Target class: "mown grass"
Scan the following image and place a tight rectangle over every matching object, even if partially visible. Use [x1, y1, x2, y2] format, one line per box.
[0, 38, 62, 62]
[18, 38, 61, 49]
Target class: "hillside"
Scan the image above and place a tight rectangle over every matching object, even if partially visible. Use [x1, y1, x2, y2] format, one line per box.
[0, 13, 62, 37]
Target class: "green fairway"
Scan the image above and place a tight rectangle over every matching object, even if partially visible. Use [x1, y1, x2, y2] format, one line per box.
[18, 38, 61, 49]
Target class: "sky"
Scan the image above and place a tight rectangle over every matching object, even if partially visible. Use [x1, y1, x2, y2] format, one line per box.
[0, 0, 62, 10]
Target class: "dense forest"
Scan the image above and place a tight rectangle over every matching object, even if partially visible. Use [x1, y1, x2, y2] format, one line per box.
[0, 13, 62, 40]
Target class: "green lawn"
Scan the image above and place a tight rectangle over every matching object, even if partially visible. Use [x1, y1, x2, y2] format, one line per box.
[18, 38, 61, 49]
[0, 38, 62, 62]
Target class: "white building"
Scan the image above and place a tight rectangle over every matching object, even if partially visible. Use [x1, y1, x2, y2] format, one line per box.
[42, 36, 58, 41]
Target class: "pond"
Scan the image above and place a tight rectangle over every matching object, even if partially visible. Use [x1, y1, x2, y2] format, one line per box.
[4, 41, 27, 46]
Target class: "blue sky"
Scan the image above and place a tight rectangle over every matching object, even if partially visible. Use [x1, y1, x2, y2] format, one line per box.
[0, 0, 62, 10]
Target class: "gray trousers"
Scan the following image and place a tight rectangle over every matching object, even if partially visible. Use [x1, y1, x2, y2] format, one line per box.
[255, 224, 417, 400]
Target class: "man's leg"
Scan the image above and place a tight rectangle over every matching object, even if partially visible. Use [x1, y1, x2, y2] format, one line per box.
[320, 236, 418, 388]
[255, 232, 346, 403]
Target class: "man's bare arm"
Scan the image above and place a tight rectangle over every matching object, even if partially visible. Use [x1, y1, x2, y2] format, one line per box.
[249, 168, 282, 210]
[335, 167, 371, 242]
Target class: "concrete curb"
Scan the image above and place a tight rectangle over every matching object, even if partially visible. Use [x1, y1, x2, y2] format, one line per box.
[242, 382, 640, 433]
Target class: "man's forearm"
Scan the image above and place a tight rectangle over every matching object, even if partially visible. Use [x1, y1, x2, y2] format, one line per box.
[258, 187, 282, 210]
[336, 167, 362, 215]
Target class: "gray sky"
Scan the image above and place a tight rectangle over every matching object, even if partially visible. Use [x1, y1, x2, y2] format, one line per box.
====
■ Exercise description
How many lines of the listing above contain the word "green"? Reply with the number alone.

■ Worked solution
2